What is asked -
1 - Transcribe the pledge agreement passage below, starting at "Should the proceeds" and ending at "hereof shall apply thereto.".
2 - In the pledge agreement passage below, who is entitled to receive cash dividends paid on the Pledged Shares until the Escrow Agent must deliver the certificates to the Pledgor?

Should the proceeds of sale of the Pledged Shares be less than the
aggregate of the Note due and payable immediately prior to the time default
occurred, then the Pledgor shall be liable to pay the Pledgee the amount of
such deficiency.
6. If the Pledged Shares, or any of them, are changed, classified, subdivided,
consolidated or converted into a different number or class of shares or
otherwise, the shares or other securities resulting from such change,
classification, reclassification, subdivision or conversion, shall be
delivered to and held by the Escrow Agent in place of the Pledged Shares,
and the provisions hereof shall apply thereto.
7. Until such time as the Escrow Agent is required to deliver the certificates
representing the Pledged Shares to the Pledgor, the Pledgor shall be
entitled to receive all cash dividends paid in respect of any of the
Pledged Shares; provided, however, that any shares or securities which are
issued by the Corporation to the Pledgor on account of the Pledged Shares
by way of stock
dividend or otherwise, shall be deposited by the Pledgor with the Escrow
Agent, and shall be deemed to be Pledged Shares, and the provisions hereof
shall apply thereto.

Dataset content -
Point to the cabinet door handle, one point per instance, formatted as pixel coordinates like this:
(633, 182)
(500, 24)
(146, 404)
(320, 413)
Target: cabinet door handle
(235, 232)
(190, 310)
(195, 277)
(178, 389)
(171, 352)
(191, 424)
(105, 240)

Outputs by task -
1 -
Should the proceeds of sale of the Pledged Shares be less than the
aggregate of the Note due and payable immediately prior to the time default
occurred, then the Pledgor shall be liable to pay the Pledgee the amount of
such deficiency.
6. If the Pledged Shares, or any of them, are changed, classified, subdivided,
consolidated or converted into a different number or class of shares or
otherwise, the shares or other securities resulting from such change,
classification, reclassification, subdivision or conversion, shall be
delivered to and held by the Escrow Agent in place of the Pledged Shares,
and the provisions hereof shall apply thereto.

2 - The Pledgor.